### Description of the task
Resume the text below on what CPAs want their clients to do for a better tax season, picking up right after its final sentence.

CPAs tell us what they want their clients to do to set themselves up for a better tax season, now and for next year.

As a CPA and tax preparer, I’m often tasked with explaining to clients why their tax refund is different than the amount they expected. Perhaps they earned more, which hopefully meant more money in their pocket during the year, but then they phased out of certain tax deductions or credits. Or sometimes, I’m breaking the hard news that my client owes a significant amount in taxes.

Since I’m not the only one in this situation, I asked my fellow CPAs what they wish their clients would do differently before filing their taxes. And since we can’t rewrite history, they also shared tips to help set yourself up for a better 2019.

Work with a tax professional now

If your tax situation is fairly simple — an employee with W-2 income and taking the standard deduction — you may be fine self-preparing your tax return using tax software. However, interpreting tax law changes, reporting self-employment income, and moving states during the year may warrant a call to a tax professional.

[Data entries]
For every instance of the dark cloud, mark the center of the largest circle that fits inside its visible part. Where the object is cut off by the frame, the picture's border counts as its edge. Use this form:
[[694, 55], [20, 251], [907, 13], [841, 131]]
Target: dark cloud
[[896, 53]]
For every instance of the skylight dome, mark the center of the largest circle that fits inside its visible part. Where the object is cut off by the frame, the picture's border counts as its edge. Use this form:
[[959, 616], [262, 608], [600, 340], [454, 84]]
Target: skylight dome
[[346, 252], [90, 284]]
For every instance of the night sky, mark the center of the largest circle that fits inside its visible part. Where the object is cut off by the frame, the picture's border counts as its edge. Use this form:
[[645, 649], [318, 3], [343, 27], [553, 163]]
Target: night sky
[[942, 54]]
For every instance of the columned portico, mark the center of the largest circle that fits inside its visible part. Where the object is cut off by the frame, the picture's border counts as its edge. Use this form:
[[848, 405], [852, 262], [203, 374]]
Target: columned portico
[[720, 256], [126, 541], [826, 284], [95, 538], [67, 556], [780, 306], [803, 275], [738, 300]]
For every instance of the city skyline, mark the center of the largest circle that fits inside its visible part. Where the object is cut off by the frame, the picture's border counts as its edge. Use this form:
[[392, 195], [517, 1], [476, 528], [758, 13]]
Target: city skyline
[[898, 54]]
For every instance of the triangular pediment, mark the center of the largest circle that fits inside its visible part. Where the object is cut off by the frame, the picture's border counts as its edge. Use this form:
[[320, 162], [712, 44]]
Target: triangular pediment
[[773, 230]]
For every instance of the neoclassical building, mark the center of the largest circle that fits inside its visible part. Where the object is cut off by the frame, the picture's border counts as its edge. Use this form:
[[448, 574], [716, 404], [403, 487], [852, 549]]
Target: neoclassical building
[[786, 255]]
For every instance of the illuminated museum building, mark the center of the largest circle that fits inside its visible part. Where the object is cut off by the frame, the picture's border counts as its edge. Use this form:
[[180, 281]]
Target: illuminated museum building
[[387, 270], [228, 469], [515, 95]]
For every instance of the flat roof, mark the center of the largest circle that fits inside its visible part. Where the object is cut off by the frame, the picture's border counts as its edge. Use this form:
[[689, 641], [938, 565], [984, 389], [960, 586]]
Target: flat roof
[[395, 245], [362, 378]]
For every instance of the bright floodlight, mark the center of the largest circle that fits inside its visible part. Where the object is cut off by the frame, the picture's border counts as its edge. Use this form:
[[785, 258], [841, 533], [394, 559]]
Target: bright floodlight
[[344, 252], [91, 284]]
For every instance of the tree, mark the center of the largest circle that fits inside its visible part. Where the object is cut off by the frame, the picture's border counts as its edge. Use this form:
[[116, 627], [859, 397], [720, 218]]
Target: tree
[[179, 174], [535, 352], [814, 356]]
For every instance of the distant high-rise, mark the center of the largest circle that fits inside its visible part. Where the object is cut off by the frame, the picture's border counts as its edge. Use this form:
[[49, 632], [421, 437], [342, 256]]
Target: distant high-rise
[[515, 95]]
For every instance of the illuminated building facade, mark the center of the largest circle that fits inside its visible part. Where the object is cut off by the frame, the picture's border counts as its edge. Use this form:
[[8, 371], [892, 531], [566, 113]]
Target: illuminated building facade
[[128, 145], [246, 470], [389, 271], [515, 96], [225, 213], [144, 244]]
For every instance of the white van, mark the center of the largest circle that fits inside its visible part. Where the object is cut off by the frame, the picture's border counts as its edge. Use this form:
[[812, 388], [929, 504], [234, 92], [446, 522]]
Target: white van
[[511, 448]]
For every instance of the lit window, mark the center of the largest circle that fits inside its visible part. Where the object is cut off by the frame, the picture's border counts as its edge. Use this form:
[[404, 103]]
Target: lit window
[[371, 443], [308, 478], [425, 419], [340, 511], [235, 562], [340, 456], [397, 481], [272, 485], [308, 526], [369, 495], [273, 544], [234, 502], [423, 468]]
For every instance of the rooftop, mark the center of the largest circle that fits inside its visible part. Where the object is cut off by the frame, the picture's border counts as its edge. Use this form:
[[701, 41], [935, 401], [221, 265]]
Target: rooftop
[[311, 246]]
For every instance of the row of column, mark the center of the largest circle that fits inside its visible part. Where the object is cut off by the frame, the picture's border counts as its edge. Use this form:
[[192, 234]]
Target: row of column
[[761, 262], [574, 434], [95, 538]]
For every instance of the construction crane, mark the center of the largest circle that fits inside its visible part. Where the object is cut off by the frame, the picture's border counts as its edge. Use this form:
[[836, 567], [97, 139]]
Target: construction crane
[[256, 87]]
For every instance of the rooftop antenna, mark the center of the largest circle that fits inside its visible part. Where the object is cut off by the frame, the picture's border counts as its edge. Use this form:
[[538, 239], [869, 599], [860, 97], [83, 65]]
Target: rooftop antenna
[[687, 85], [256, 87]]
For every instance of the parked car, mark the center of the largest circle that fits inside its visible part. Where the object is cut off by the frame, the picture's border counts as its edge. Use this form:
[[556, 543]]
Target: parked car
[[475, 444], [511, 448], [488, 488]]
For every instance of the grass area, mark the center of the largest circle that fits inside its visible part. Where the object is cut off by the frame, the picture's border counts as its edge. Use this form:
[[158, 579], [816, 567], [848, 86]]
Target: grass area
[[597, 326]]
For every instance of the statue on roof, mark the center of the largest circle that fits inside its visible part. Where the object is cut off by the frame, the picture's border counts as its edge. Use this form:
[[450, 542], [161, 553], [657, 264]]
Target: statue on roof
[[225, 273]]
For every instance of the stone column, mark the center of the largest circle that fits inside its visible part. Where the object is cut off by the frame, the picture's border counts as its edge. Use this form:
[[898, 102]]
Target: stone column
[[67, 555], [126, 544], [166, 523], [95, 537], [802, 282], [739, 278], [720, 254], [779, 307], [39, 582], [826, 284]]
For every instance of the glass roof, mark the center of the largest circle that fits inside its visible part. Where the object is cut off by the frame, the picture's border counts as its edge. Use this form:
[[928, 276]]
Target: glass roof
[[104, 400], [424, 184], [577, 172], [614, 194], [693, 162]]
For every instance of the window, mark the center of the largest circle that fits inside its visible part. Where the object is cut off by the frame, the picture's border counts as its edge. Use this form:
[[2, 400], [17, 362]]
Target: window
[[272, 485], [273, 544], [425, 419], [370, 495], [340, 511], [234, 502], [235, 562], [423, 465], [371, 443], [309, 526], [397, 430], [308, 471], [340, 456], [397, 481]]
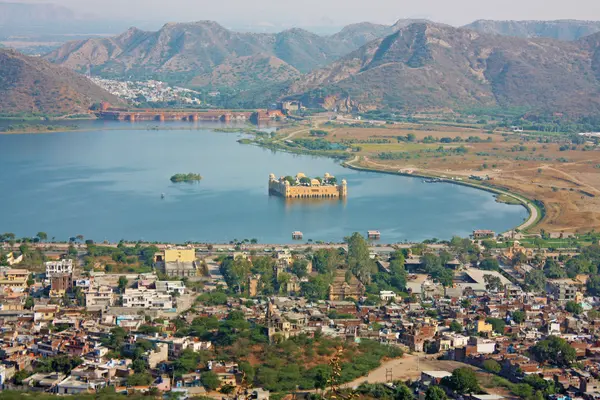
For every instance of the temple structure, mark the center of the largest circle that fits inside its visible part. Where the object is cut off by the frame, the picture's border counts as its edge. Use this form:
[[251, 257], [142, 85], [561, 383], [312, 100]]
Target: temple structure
[[302, 187]]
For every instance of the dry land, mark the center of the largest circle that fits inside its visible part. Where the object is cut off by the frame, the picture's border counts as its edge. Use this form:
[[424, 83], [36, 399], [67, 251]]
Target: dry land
[[543, 167]]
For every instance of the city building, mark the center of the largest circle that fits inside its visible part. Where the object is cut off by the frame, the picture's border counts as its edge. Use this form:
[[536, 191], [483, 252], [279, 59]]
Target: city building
[[147, 299], [59, 267], [177, 262]]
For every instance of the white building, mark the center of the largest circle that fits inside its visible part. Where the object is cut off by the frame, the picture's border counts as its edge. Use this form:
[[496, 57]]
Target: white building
[[147, 298], [169, 287], [58, 267], [387, 295], [101, 296]]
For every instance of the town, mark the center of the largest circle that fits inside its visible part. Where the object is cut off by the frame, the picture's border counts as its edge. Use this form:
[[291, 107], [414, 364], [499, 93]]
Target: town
[[484, 318]]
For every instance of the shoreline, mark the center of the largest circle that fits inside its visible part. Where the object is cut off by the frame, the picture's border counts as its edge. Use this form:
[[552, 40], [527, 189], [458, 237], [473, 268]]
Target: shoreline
[[536, 214]]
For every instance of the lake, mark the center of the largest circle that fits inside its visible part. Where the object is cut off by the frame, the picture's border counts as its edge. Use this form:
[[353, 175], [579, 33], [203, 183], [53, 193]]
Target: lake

### Output of the task
That’s another reason why Melanie Bledsoe, CPA and founder of Bledsoe Consulting Services wishes clients, especially business owners, would consider taking advantage of the expertise of a CPA versus trying to do things themselves. “Trying to take on your accounting and taxes by yourself, when you know nothing about it, has the potential to create so many headaches for the business owner,” said Bledsoe. “It’s better to hire the expert to get things like bookkeeping set up properly and then proceed — even if it is on your own. At least you are off to a good start and you have a CPA on your side confirming that what you are doing is correct.”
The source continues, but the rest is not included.